One Sunday last month, a group of us met for lunch in a friend’s garden. She had ordered in the most perfectly flaky sausage rolls (from Sally Clarke), and another friend had put together a fancy salad with asparagus, croutons and garlic flowers; someone else had made old-fashioned ice-cream sandwiches using ginger biscuits instead of wafers, each one of which he’d wrapped in greaseproof paper like a total pro. It was all delicious, but as we talked and drank (and drank) I kept thinking of Freda, the Blue Peter tortoise, waking up after her long winter hibernation in front of the cameras. Our gathering was a bit like that: an emergence that was slightly stumbling at first and then, as the hours ticked by, ever more assured. It was good to be together again. I sometimes think happiness may only be fully registered retrospectively. Not on this day, though. It rose inside me, warm and fierce, to the point where I almost forgot to have thirds.

But my God, it was cold. Ducking inside to use the loo, I looked at C’s collection of green-spined Virago paperbacks, wondering if Frost in May, Antonia White’s 1933 classic of convent school life, was among those on the shelf. Frost in bloody May. I’ve taken the recent cold snap – it might be over by the time you read this, but then again, it might not – as a personal insult, a meteorological crime against all that is civilised and hopeful.

Image-grounded pointing data

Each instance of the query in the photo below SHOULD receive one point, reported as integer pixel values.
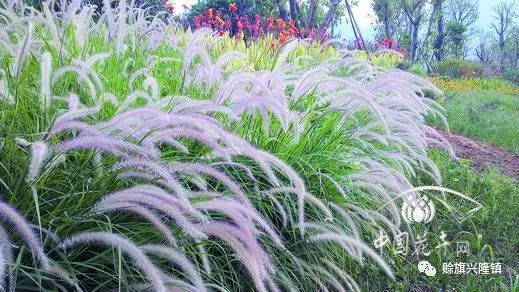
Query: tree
(465, 12)
(389, 18)
(456, 32)
(414, 11)
(504, 17)
(439, 42)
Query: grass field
(488, 112)
(135, 155)
(492, 233)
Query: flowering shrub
(462, 85)
(459, 68)
(192, 165)
(239, 26)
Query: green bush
(512, 75)
(459, 68)
(418, 69)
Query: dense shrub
(459, 85)
(512, 75)
(459, 68)
(194, 162)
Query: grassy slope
(489, 113)
(491, 232)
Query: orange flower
(233, 8)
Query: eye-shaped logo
(426, 268)
(418, 210)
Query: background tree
(504, 17)
(414, 11)
(389, 17)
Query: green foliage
(485, 115)
(418, 69)
(512, 75)
(248, 8)
(456, 33)
(491, 233)
(459, 68)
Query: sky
(365, 16)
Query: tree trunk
(312, 11)
(414, 41)
(439, 49)
(293, 9)
(282, 10)
(332, 8)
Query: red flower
(281, 23)
(233, 8)
(209, 13)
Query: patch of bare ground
(483, 155)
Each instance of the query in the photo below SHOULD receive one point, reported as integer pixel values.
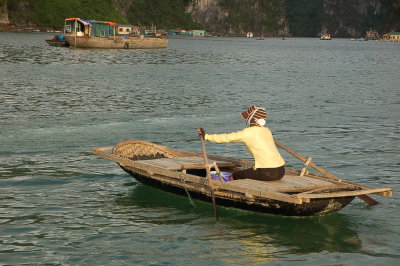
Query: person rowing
(268, 162)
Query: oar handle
(208, 175)
(303, 159)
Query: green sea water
(337, 101)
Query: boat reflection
(262, 237)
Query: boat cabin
(392, 36)
(81, 27)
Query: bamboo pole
(208, 175)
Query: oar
(208, 175)
(370, 201)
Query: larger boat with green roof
(80, 33)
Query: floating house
(392, 37)
(127, 30)
(197, 33)
(80, 33)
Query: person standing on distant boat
(268, 163)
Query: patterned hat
(253, 113)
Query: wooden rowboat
(298, 193)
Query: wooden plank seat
(288, 183)
(182, 163)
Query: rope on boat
(187, 192)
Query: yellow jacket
(258, 141)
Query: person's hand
(201, 132)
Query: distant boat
(371, 35)
(326, 37)
(57, 40)
(80, 33)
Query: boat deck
(291, 188)
(182, 163)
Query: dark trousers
(263, 174)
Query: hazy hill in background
(341, 18)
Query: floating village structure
(80, 33)
(392, 37)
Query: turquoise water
(336, 101)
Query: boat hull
(57, 43)
(314, 207)
(115, 42)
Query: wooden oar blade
(370, 201)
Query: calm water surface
(337, 101)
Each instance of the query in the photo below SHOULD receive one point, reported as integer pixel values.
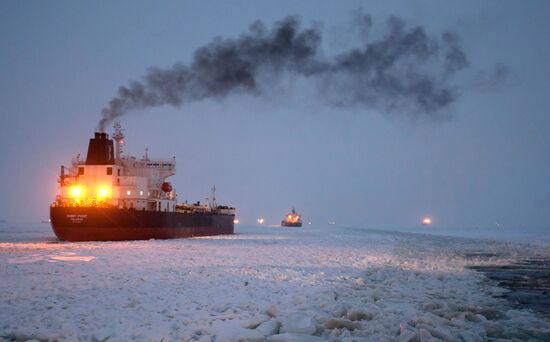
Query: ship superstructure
(115, 196)
(292, 219)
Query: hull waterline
(113, 224)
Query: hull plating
(108, 224)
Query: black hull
(289, 224)
(111, 224)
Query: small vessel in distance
(292, 219)
(113, 196)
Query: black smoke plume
(406, 71)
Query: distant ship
(111, 196)
(292, 219)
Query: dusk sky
(361, 157)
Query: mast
(118, 135)
(213, 196)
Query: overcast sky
(61, 62)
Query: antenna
(118, 135)
(213, 196)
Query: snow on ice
(263, 284)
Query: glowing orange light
(76, 191)
(103, 192)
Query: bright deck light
(76, 191)
(103, 192)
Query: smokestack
(406, 71)
(100, 150)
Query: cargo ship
(112, 196)
(292, 219)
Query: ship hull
(290, 224)
(112, 224)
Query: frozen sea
(263, 284)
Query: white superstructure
(126, 182)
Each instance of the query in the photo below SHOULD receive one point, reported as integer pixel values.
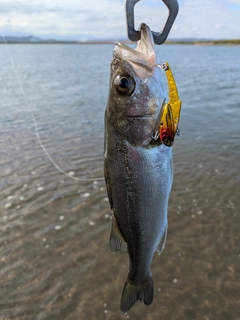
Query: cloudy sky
(105, 19)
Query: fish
(138, 168)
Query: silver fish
(138, 169)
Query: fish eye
(125, 84)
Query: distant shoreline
(170, 42)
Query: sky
(105, 19)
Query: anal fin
(116, 241)
(162, 243)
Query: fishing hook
(159, 37)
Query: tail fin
(132, 293)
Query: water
(54, 257)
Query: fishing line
(35, 121)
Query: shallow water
(54, 257)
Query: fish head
(137, 90)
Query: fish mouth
(143, 58)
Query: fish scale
(138, 169)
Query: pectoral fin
(117, 242)
(162, 243)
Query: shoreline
(169, 42)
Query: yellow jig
(171, 111)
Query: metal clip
(159, 37)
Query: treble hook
(159, 37)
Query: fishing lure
(171, 111)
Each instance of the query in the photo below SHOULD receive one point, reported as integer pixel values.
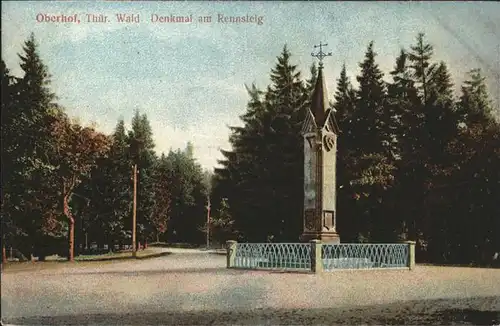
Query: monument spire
(320, 55)
(319, 100)
(320, 155)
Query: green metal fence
(364, 255)
(273, 256)
(316, 256)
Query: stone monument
(320, 132)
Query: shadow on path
(424, 312)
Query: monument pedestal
(324, 236)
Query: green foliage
(413, 163)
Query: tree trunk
(71, 237)
(4, 254)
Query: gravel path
(197, 289)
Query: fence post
(231, 252)
(316, 261)
(411, 254)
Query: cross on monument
(320, 55)
(320, 132)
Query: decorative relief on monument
(329, 141)
(309, 179)
(310, 219)
(328, 219)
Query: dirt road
(196, 288)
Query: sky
(189, 78)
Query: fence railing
(316, 256)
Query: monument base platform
(325, 237)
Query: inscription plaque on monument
(310, 219)
(320, 131)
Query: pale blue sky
(189, 78)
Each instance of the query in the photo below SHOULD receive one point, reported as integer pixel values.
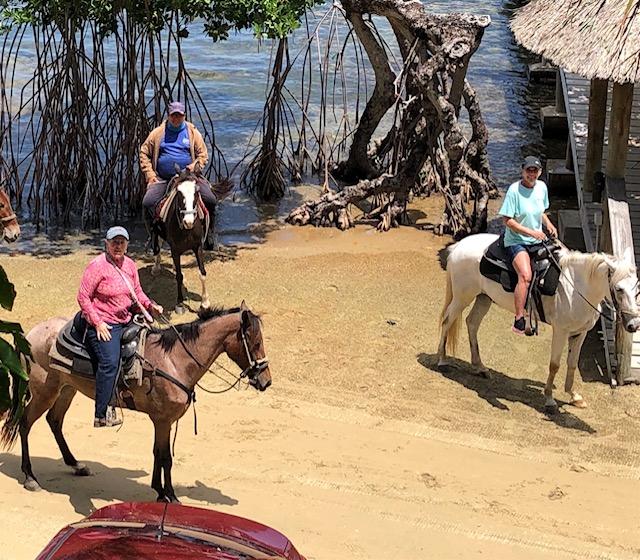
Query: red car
(167, 531)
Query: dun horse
(586, 279)
(184, 228)
(9, 227)
(178, 358)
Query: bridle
(181, 213)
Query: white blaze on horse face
(188, 191)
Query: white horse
(586, 279)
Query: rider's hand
(156, 309)
(102, 330)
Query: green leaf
(7, 291)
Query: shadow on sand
(106, 483)
(502, 388)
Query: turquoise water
(231, 78)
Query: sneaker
(519, 326)
(108, 422)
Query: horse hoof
(32, 485)
(82, 470)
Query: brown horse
(176, 357)
(183, 228)
(9, 227)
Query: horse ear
(245, 319)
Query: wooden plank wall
(576, 95)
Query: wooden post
(595, 140)
(615, 206)
(619, 124)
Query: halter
(256, 367)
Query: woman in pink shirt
(110, 287)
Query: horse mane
(189, 332)
(622, 268)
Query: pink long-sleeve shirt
(103, 294)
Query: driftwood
(425, 149)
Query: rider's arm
(199, 149)
(88, 284)
(519, 228)
(146, 159)
(546, 222)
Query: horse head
(9, 227)
(187, 187)
(623, 284)
(246, 349)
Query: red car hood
(131, 530)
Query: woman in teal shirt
(524, 216)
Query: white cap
(115, 231)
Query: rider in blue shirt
(523, 211)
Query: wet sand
(361, 449)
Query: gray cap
(115, 231)
(531, 161)
(175, 107)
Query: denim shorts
(513, 250)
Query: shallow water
(231, 78)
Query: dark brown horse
(9, 227)
(184, 229)
(177, 359)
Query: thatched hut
(600, 40)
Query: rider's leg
(107, 353)
(210, 202)
(522, 265)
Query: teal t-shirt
(526, 207)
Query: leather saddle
(70, 346)
(495, 265)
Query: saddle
(495, 265)
(70, 355)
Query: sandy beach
(361, 449)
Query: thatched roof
(593, 38)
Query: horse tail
(454, 328)
(222, 188)
(18, 396)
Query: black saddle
(70, 343)
(495, 265)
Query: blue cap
(115, 231)
(175, 107)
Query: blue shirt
(174, 149)
(526, 207)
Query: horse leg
(162, 463)
(478, 311)
(450, 325)
(557, 344)
(179, 278)
(55, 418)
(37, 406)
(575, 345)
(203, 277)
(155, 241)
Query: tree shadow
(501, 388)
(106, 483)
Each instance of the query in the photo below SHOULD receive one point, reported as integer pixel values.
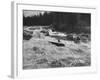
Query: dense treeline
(61, 21)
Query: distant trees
(61, 21)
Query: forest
(61, 21)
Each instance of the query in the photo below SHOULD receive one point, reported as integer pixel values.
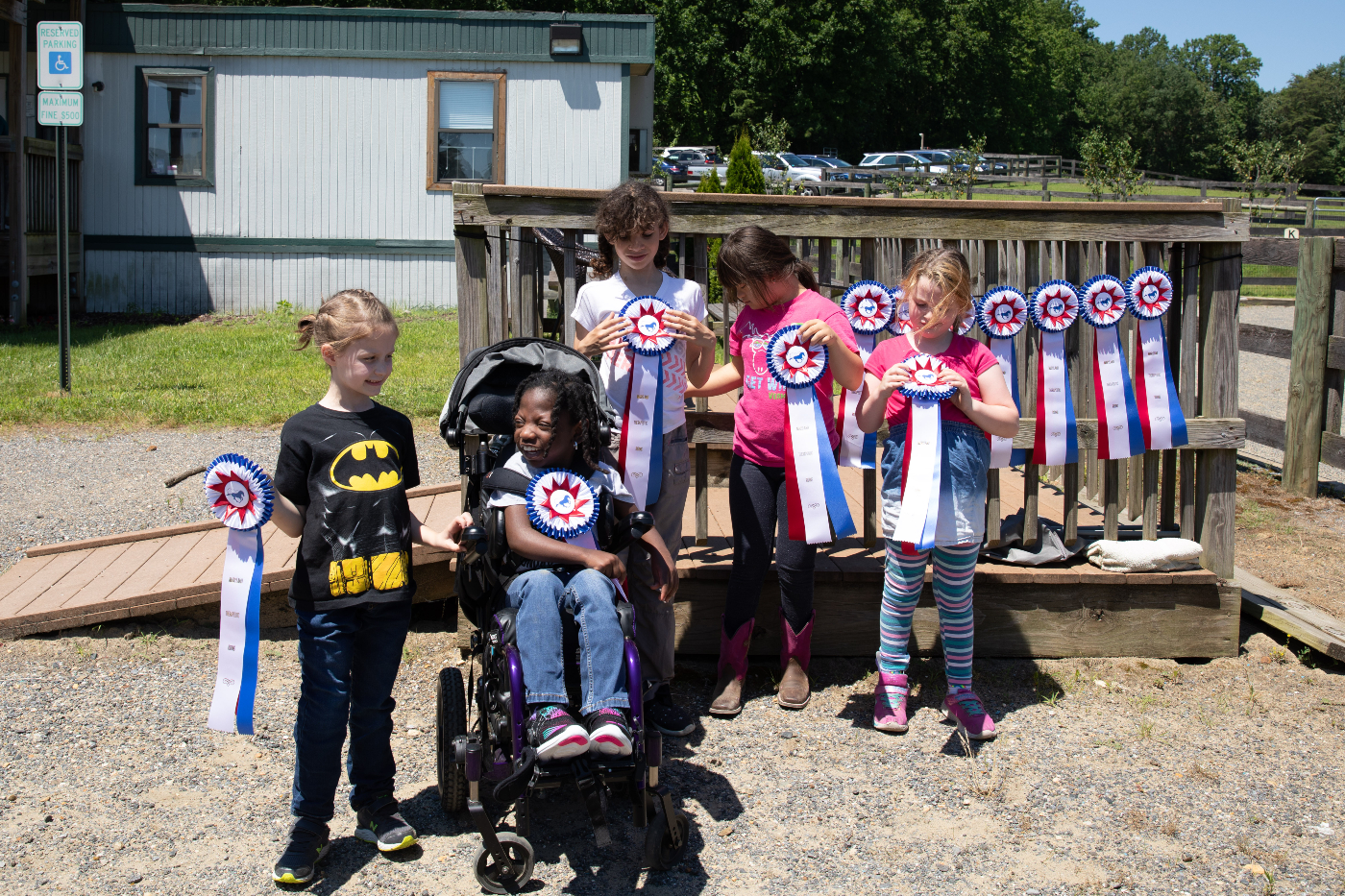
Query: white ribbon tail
(807, 465)
(918, 516)
(1001, 447)
(239, 635)
(1055, 390)
(1113, 413)
(638, 425)
(1166, 423)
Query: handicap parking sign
(60, 56)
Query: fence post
(1308, 365)
(1216, 482)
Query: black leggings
(757, 509)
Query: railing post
(473, 295)
(1216, 485)
(1308, 365)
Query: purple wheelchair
(480, 734)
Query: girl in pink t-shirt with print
(779, 289)
(938, 288)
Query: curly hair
(574, 396)
(349, 315)
(631, 207)
(950, 272)
(752, 255)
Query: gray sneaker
(380, 824)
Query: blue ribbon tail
(248, 689)
(838, 509)
(651, 492)
(1174, 412)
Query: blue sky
(1290, 36)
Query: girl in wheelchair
(555, 425)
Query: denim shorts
(962, 483)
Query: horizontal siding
(367, 33)
(335, 150)
(224, 282)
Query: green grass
(218, 373)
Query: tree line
(1028, 76)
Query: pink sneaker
(966, 709)
(890, 702)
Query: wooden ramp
(141, 573)
(1071, 610)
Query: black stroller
(481, 735)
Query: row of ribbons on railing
(1133, 416)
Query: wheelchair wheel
(488, 873)
(450, 721)
(659, 853)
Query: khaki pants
(654, 620)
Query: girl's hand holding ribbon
(608, 335)
(688, 328)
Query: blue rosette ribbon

Task list ▸
(a) According to the garden lunch piece, where had the sausage rolls been ordered from?
(b) Reproduce the garden lunch piece word for word, everything from "But my God, it" down to "civilised and hopeful.".
The listing is separate material from the garden lunch piece.

Results ▸
(a) They were ordered from Sally Clarke.

(b)
But my God, it was cold. Ducking inside to use the loo, I looked at C’s collection of green-spined Virago paperbacks, wondering if Frost in May, Antonia White’s 1933 classic of convent school life, was among those on the shelf. Frost in bloody May. I’ve taken the recent cold snap – it might be over by the time you read this, but then again, it might not – as a personal insult, a meteorological crime against all that is civilised and hopeful.